*** Opening of EXCERPTED TEXT ***

Dragons flying and breathing fire have fantastical reasons for their abilities but they are supernatural creatures. Somehow magic has created loopholes for them to exist. Just like most sci-fi creates loopholes so that they can have FTL spaceships.
 

I see no reason why a fantasy or science fiction setting can't operate on a scientific basis (including an Earth-like atmosphere and universal gravitation) with fantastic/science fictional exceptions. Probably a good many exceptions, but exceptions nonetheless. Obviously it doesn't have to, but it can.
I rather feel that at some point these exceptions become so common that different underlying metaphysics is more parsimonious explanation.
 

In other words, your source is a recent graphic rather than the biblical record
it is the biblical record, that is why I referred to Bible passages. That the picture is newer has nothing to do with it.

The Bible is not a book describing the Israelite understanding of the world in detail, but it reflects that understanding in what it describes throughout the various books, and it invariably is a flat Earth with a firmament, just like all their neighbors did believe at the time.

The closest to them outright saying it is flat are probably Daniel 4:11 ‘The tree grew large and became strong And its height reached to the sky, And it was visible to the end of the whole earth.’
and Matthew 4:8 ‘Finally, the devil took Jesus to a very high mountain. He showed him all the kingdoms of the world and their glory.’

If you want to look into it, google it, as I said. Having an argument about you denying established facts is not something I am interested in, esp. something this off topic.

*** Close of EXCERPTED TEXT ***
*** Opening of RECORDS SUPPLIED ***

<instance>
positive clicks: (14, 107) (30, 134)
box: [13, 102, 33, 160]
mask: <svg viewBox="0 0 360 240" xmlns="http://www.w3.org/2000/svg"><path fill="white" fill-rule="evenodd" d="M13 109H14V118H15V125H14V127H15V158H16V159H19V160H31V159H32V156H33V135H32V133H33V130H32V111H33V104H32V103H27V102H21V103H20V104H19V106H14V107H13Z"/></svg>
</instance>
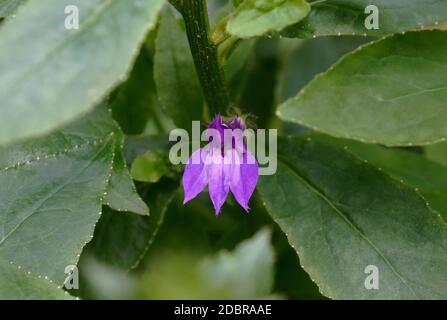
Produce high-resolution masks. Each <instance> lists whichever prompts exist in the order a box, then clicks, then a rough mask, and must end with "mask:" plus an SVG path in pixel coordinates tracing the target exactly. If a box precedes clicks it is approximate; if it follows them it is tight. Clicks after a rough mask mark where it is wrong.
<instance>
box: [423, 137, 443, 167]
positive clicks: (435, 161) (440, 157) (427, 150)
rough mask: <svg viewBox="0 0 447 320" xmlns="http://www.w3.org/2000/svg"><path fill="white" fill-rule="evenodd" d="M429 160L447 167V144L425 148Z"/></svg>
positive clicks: (436, 144)
mask: <svg viewBox="0 0 447 320" xmlns="http://www.w3.org/2000/svg"><path fill="white" fill-rule="evenodd" d="M425 152H426V154H427V158H428V159H430V160H432V161H435V162H437V163H440V164H442V165H443V166H447V143H445V142H443V143H437V144H433V145H430V146H426V147H425Z"/></svg>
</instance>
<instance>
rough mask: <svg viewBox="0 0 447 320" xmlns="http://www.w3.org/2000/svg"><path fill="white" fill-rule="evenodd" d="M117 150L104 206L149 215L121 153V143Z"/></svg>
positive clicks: (147, 210) (144, 214) (113, 161)
mask: <svg viewBox="0 0 447 320" xmlns="http://www.w3.org/2000/svg"><path fill="white" fill-rule="evenodd" d="M115 148H116V150H115V158H114V161H113V169H112V176H111V177H110V181H109V185H108V186H107V193H106V196H105V197H104V204H106V205H108V206H109V207H111V208H113V209H115V210H117V211H127V212H133V213H137V214H140V215H148V214H149V209H148V207H147V205H146V204H145V203H144V201H143V200H141V198H140V197H139V195H138V193H137V191H136V190H135V185H134V183H133V181H132V178H131V177H130V174H129V171H128V169H127V165H126V162H125V160H124V155H123V153H122V152H121V149H122V145H121V141H120V142H119V143H117V144H116V146H115Z"/></svg>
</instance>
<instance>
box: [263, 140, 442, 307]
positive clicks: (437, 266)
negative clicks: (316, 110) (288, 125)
mask: <svg viewBox="0 0 447 320" xmlns="http://www.w3.org/2000/svg"><path fill="white" fill-rule="evenodd" d="M278 154H279V159H280V162H279V163H278V171H277V173H276V174H275V175H273V176H264V177H262V178H261V179H260V181H259V184H258V191H259V193H260V195H261V197H262V198H263V200H264V201H265V206H266V208H267V209H268V211H269V213H270V214H271V216H272V218H273V219H274V220H275V221H276V222H277V223H278V225H279V226H280V228H281V229H282V230H283V231H284V233H285V234H286V235H287V237H288V240H289V242H290V244H291V245H292V246H293V247H294V249H295V250H296V252H297V253H298V254H299V257H300V262H301V264H302V266H303V268H304V269H305V270H306V271H307V272H308V273H309V275H310V276H311V278H312V279H313V280H314V281H315V282H316V283H317V284H318V286H319V287H320V290H321V292H322V293H323V294H324V295H326V296H328V297H330V298H336V299H416V298H418V299H430V298H438V299H445V298H446V297H447V250H446V245H447V227H446V224H445V223H444V222H443V221H442V219H441V218H440V217H439V215H437V214H435V213H434V212H432V211H431V210H430V208H429V207H427V205H426V203H425V201H424V199H422V198H421V197H420V196H419V195H418V194H417V193H416V192H414V190H413V189H412V188H409V187H407V186H405V185H404V184H401V183H399V182H398V181H396V180H393V179H391V178H389V177H388V176H387V175H385V174H384V173H383V172H380V171H379V170H377V169H376V168H374V167H373V166H371V165H369V164H367V163H364V162H362V161H360V160H357V159H356V158H354V157H353V156H352V155H350V154H349V153H346V152H345V151H343V150H341V149H338V148H335V147H333V146H330V145H329V144H322V143H317V142H315V141H312V140H310V141H309V140H305V139H298V138H290V139H285V140H281V141H279V144H278ZM369 265H374V266H376V267H377V268H378V270H379V290H367V289H366V288H365V286H364V284H365V280H367V279H366V277H367V276H368V274H365V268H366V267H367V266H369Z"/></svg>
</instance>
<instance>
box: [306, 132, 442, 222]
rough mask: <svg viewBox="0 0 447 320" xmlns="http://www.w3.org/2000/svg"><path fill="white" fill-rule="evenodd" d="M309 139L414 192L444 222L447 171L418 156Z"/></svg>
mask: <svg viewBox="0 0 447 320" xmlns="http://www.w3.org/2000/svg"><path fill="white" fill-rule="evenodd" d="M311 137H312V139H320V140H323V141H328V142H330V143H332V144H335V145H338V146H341V147H344V148H345V150H347V151H348V152H350V153H352V154H354V155H355V156H356V157H358V158H359V159H361V160H364V161H368V162H369V163H371V164H372V165H374V166H375V167H377V168H379V170H383V171H385V172H386V173H388V174H390V175H391V176H392V177H394V178H395V179H398V180H400V181H402V182H403V183H405V184H407V185H409V186H411V187H413V188H415V189H416V190H417V191H418V192H419V193H420V194H421V195H422V196H423V197H424V198H425V199H426V200H427V201H428V203H429V204H430V207H432V208H433V209H435V210H436V211H437V212H439V213H440V214H441V215H442V216H443V218H444V219H445V220H447V168H445V167H444V166H442V165H440V164H438V163H436V162H433V161H430V160H428V159H427V158H426V157H424V156H423V155H421V154H417V153H414V152H409V151H405V150H401V149H390V148H384V147H381V146H377V145H371V144H363V143H360V142H356V141H352V140H345V139H333V138H330V137H318V136H315V135H311Z"/></svg>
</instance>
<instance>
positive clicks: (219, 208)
mask: <svg viewBox="0 0 447 320" xmlns="http://www.w3.org/2000/svg"><path fill="white" fill-rule="evenodd" d="M205 166H206V167H207V169H206V171H207V174H208V190H209V193H210V198H211V201H212V202H213V205H214V209H215V210H216V215H218V214H219V212H220V209H221V208H222V205H223V204H224V203H225V199H226V198H227V196H228V193H229V191H230V187H229V181H228V178H227V179H226V177H227V176H228V168H229V165H225V164H224V158H223V157H222V151H221V149H220V148H211V149H210V153H209V155H208V158H207V161H206V164H205Z"/></svg>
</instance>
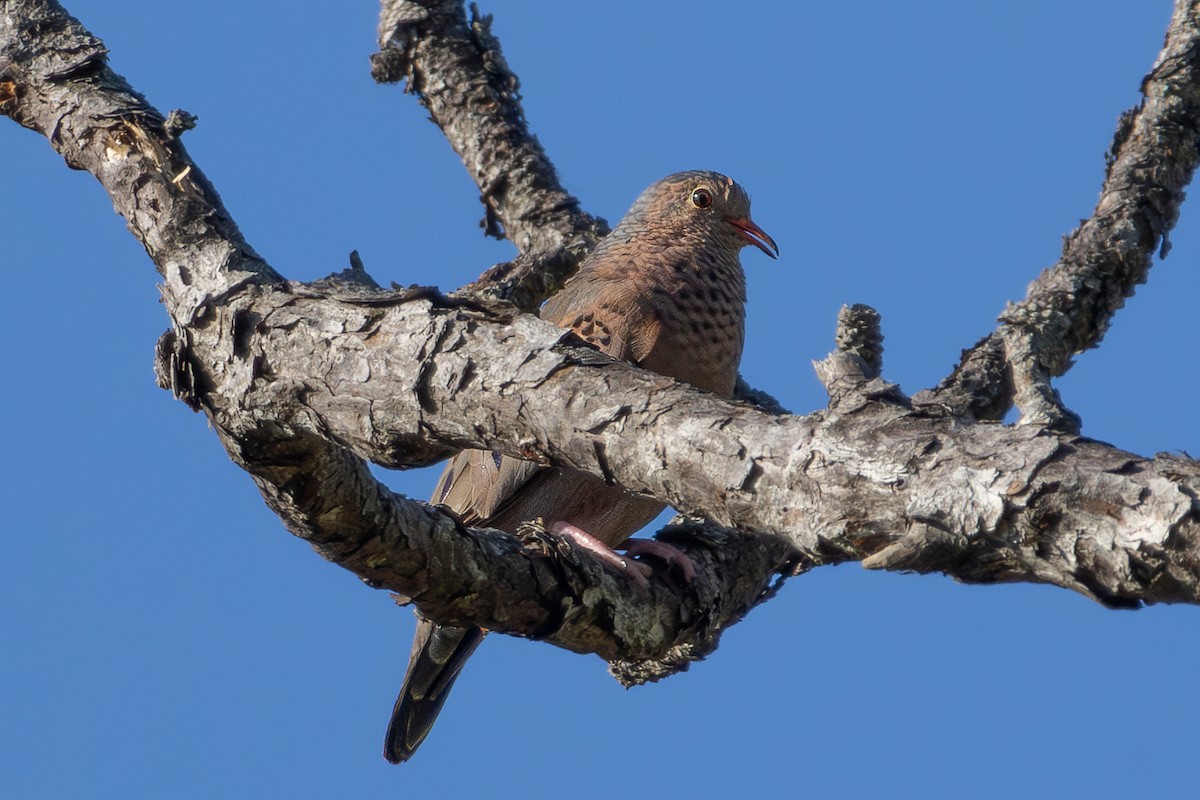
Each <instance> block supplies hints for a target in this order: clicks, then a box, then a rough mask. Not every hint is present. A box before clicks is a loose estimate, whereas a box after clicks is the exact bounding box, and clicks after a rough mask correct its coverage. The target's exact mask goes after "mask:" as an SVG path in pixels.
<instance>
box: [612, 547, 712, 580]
mask: <svg viewBox="0 0 1200 800" xmlns="http://www.w3.org/2000/svg"><path fill="white" fill-rule="evenodd" d="M625 555H629V557H631V558H641V557H643V555H649V557H650V558H655V559H659V560H660V561H662V563H664V564H666V566H667V570H677V571H678V573H679V577H682V578H683V582H684V585H688V584H690V583H692V582H694V581H695V579H696V565H695V564H692V563H691V559H690V558H688V557H686V555H684V553H683V551H680V549H679V548H678V547H676V546H673V545H667V543H666V542H660V541H658V540H655V539H630V540H629V541H628V542H625Z"/></svg>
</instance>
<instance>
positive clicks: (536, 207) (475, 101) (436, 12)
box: [372, 0, 608, 311]
mask: <svg viewBox="0 0 1200 800" xmlns="http://www.w3.org/2000/svg"><path fill="white" fill-rule="evenodd" d="M491 25H492V18H491V17H490V16H488V17H481V16H480V14H479V11H478V8H475V6H474V5H472V8H470V20H469V22H468V20H467V14H466V12H464V11H463V6H462V1H461V0H439V1H438V0H425V1H421V2H416V1H414V0H384V2H383V4H382V10H380V16H379V47H380V50H379V53H378V54H376V55H374V56H373V58H372V65H373V68H372V72H373V74H374V77H376V80H379V82H382V83H395V82H398V80H402V79H404V80H407V82H408V91H410V92H413V94H415V95H416V97H418V100H419V101H420V102H421V104H422V106H425V108H427V109H428V110H430V116H431V118H432V120H433V122H434V124H436V125H437V126H438V127H439V128H442V132H443V133H444V134H445V137H446V139H448V140H449V142H450V145H451V146H452V148H454V149H455V151H456V152H457V154H458V156H460V157H461V158H462V162H463V164H466V166H467V172H468V173H470V176H472V180H474V181H475V185H476V186H479V191H480V199H481V200H482V201H484V206H485V209H486V219H485V222H484V228H485V230H486V231H487V233H488V234H490V235H493V236H496V237H498V239H499V237H504V236H508V239H510V240H511V241H512V243H514V245H516V247H517V249H518V251H520V253H521V257H520V258H517V260H516V261H512V263H508V264H498V265H497V266H494V267H493V269H491V270H488V271H487V272H485V273H484V275H482V276H481V277H480V278H479V279H478V281H475V282H474V283H472V284H470V285H468V287H466V289H464V290H467V291H480V293H485V294H487V295H490V296H494V297H499V299H503V300H509V301H510V302H512V303H514V305H516V306H517V307H518V308H521V309H522V311H533V309H534V308H536V307H538V306H539V305H540V303H541V301H542V300H545V299H546V297H548V296H550V295H551V294H553V293H554V291H556V290H558V288H559V287H560V285H562V284H563V282H564V281H565V279H566V278H569V277H570V276H571V275H574V272H575V270H576V269H577V267H578V264H580V261H581V260H582V259H583V257H584V255H587V254H588V253H589V252H590V251H592V248H593V247H595V243H596V242H598V241H599V240H600V237H601V236H604V235H605V234H607V233H608V225H607V223H606V222H605V221H604V219H599V218H595V217H592V216H590V215H588V213H586V212H583V211H582V210H580V201H578V200H577V199H575V198H574V197H571V194H569V193H568V192H566V191H565V190H564V188H563V187H562V185H560V184H559V180H558V173H557V170H556V169H554V166H553V164H552V163H551V162H550V158H547V157H546V152H545V151H544V150H542V148H541V144H540V143H539V142H538V139H536V138H535V137H534V136H533V134H532V133H530V132H529V126H528V124H527V122H526V119H524V110H523V109H522V108H521V100H520V97H521V96H520V86H521V82H520V80H518V79H517V76H516V74H515V73H514V72H512V71H511V70H510V68H509V65H508V61H505V59H504V55H503V53H502V52H500V43H499V41H498V40H497V38H496V37H494V36H492V32H491Z"/></svg>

*** Close of RECORDS SUPPLIED ***

-- WHAT YOU ARE ASKED TO DO --
Return the passage of the excerpted text that runs from "I see no reason" up to and including "but it can.".

-- SOLUTION BELOW --
I see no reason why a fantasy or science fiction setting can't operate on a scientific basis (including an Earth-like atmosphere and universal gravitation) with fantastic/science fictional exceptions. Probably a good many exceptions, but exceptions nonetheless. Obviously it doesn't have to, but it can.